TASK DETAILS
Extract every line of the items below that contains the word "horse", copying each line as it appears.

DATA PROVIDED
··········
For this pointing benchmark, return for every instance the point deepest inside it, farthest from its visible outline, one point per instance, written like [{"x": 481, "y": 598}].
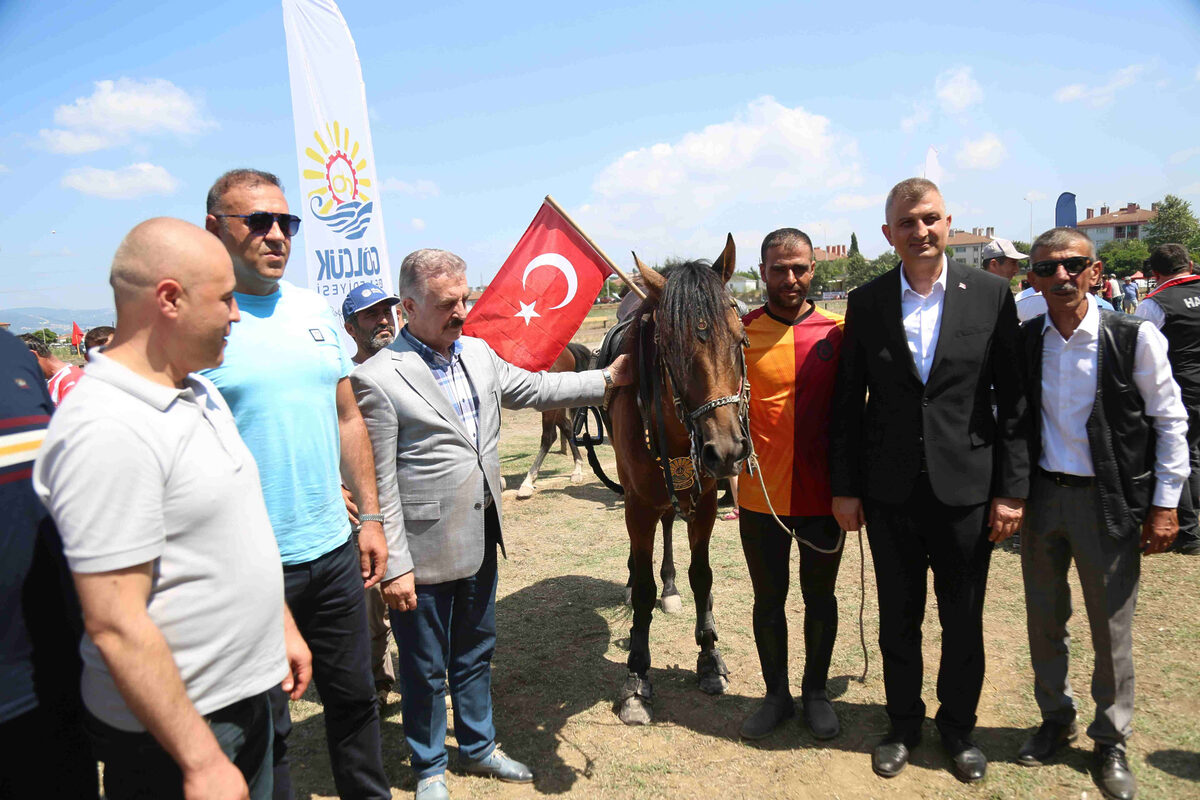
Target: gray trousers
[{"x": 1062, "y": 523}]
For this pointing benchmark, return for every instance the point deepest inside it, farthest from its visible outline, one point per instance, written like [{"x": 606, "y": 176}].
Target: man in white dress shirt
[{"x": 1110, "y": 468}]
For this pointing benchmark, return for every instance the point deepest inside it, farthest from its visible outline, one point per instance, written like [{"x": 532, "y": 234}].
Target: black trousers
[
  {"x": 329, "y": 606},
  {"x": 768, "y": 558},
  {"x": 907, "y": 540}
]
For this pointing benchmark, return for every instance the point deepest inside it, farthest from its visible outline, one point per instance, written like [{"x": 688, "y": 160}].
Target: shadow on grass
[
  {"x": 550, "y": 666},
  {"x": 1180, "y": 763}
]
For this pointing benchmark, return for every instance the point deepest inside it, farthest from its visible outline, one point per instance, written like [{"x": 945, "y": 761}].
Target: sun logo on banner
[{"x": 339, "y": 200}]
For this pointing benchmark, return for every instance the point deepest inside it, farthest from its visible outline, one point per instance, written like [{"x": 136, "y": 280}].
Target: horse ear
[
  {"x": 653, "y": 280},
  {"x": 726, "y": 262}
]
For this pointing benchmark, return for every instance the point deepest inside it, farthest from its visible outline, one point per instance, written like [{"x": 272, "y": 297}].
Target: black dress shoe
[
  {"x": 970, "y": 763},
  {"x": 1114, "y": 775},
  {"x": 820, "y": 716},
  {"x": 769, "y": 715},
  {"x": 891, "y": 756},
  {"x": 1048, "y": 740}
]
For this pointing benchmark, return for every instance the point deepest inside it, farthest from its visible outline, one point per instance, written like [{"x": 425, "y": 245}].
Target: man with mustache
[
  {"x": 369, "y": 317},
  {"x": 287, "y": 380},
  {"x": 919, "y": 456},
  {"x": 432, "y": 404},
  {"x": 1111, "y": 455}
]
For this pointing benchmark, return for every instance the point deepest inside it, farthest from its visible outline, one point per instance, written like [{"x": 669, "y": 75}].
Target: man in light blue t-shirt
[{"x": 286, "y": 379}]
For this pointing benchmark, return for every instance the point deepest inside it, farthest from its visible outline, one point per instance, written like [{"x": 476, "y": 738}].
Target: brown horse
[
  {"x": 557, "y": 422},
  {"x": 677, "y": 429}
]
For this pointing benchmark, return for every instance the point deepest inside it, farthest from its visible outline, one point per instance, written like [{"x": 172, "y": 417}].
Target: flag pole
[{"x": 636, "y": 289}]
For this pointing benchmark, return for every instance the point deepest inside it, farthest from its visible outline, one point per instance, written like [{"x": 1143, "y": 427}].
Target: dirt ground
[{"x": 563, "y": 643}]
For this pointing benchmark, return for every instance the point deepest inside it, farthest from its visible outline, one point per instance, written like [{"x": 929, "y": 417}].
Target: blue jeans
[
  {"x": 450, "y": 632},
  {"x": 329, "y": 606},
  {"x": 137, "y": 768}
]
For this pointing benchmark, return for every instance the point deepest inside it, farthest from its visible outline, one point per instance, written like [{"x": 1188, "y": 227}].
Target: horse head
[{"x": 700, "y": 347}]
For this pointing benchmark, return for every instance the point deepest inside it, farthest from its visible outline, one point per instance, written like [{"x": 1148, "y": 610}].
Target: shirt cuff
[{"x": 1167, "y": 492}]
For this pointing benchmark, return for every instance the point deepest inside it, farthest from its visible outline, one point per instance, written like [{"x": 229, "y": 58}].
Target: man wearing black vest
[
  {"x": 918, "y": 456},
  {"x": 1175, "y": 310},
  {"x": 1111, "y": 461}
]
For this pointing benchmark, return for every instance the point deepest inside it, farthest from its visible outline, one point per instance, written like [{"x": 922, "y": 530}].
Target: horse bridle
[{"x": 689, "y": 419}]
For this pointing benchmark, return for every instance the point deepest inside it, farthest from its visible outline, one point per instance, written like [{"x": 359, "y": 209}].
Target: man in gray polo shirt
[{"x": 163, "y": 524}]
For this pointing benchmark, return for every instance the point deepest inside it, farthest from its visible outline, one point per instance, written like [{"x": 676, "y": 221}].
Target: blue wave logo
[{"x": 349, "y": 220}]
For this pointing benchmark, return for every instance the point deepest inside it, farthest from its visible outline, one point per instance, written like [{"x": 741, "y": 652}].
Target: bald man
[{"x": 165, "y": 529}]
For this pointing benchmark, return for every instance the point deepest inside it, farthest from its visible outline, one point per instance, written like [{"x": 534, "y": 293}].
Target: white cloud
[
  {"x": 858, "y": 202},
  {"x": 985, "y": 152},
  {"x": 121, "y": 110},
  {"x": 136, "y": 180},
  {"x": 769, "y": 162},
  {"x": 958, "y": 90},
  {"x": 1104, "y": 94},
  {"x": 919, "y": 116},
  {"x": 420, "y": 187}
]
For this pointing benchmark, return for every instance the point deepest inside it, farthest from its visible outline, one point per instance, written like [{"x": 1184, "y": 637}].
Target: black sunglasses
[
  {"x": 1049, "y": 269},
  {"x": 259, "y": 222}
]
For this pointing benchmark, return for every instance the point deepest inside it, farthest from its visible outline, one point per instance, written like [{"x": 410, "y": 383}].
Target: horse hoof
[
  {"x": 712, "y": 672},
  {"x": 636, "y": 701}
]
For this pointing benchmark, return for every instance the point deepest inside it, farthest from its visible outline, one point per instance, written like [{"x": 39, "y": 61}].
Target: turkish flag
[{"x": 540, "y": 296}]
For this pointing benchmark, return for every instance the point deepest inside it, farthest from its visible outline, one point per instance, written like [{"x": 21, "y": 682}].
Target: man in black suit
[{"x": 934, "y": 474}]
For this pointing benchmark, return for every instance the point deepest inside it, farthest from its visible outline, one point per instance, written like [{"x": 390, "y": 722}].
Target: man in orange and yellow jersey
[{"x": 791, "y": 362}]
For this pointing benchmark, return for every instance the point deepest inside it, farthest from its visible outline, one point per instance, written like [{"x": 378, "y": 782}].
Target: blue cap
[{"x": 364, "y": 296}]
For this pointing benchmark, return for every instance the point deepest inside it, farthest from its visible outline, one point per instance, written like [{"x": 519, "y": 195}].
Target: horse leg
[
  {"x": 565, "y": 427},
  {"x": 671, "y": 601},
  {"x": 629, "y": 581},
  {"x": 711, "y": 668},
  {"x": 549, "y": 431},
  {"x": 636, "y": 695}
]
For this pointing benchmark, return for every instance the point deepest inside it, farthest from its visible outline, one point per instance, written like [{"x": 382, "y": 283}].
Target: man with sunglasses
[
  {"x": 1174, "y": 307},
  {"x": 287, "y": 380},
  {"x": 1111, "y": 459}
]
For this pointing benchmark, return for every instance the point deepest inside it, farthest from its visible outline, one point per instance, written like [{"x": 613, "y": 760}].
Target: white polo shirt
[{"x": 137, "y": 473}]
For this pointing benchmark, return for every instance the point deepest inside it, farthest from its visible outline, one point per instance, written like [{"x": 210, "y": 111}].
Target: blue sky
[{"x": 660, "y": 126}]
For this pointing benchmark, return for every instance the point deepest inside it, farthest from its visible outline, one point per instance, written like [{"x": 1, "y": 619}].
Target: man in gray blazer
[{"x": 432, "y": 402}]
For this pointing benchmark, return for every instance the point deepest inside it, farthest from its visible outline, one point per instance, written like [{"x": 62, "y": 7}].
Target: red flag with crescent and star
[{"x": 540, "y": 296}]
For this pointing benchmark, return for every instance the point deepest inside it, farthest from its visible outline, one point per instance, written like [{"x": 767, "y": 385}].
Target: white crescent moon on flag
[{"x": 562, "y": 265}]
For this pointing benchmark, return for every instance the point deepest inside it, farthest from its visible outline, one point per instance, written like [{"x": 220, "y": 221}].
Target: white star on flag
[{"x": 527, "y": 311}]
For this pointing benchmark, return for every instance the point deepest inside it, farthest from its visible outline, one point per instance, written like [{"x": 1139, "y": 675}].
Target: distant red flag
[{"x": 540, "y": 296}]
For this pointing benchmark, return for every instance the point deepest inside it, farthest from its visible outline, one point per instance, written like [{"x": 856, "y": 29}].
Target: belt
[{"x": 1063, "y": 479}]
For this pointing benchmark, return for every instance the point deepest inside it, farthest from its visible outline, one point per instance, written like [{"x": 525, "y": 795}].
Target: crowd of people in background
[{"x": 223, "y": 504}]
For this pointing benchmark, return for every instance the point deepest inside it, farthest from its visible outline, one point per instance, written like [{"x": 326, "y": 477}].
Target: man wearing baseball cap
··········
ANSWER TO THE EXERCISE
Target: horse ear
Target: brown horse
Target: horse head
Target: horse bridle
Target: horse hoof
Target: horse leg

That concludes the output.